- [TASK INSTRUCTIONS]: Offset every polygon coordinate in the answers by -83 and copy out the material from its first line through the line containing "[[[70,120],[73,122],[90,122],[90,119],[84,117],[71,117]]]", both ends included. Keep the requests as they are and change only those coordinates.
* * * *
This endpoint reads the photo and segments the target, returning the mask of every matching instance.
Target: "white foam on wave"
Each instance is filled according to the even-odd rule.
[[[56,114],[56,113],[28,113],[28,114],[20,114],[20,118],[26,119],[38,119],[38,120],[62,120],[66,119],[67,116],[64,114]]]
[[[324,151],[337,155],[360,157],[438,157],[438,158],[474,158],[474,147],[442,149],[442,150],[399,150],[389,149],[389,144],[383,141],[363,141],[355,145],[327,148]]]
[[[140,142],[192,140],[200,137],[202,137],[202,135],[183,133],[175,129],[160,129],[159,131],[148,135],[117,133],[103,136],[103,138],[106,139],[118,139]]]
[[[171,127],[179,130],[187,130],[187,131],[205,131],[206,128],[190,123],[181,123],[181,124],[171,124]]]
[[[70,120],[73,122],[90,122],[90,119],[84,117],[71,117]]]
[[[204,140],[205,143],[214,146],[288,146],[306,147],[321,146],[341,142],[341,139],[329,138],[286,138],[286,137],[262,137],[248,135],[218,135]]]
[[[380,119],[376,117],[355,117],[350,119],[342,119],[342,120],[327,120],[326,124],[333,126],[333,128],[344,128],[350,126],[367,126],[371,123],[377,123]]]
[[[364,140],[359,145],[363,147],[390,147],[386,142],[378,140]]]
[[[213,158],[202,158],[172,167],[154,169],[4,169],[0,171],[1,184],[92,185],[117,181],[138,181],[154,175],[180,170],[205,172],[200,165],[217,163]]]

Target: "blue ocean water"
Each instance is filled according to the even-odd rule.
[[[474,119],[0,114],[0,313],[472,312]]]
* * * *
- [TASK RESULT]:
This endpoint reads the photo and segments the target, returning the mask of every matching instance.
Target: "white foam on wave"
Each instance is filled according to the even-odd rule.
[[[-27,31],[-27,30],[-55,30],[-55,31],[-63,31],[-63,35],[-57,36],[-45,36],[-45,37],[-21,37],[-17,36],[-16,33],[-19,31]]]
[[[241,68],[254,72],[277,74],[355,74],[355,75],[391,75],[391,64],[359,66],[359,67],[316,67],[306,66],[306,61],[300,58],[280,58],[272,62],[244,65]]]
[[[57,59],[109,57],[117,54],[119,54],[119,52],[100,50],[92,46],[77,46],[76,48],[65,52],[34,50],[20,53],[20,55],[23,56],[35,56]]]
[[[88,44],[96,47],[104,47],[104,48],[122,48],[123,45],[107,40],[98,40],[98,41],[88,41]]]
[[[-13,37],[-10,39],[7,39],[7,36],[1,34],[-12,34]]]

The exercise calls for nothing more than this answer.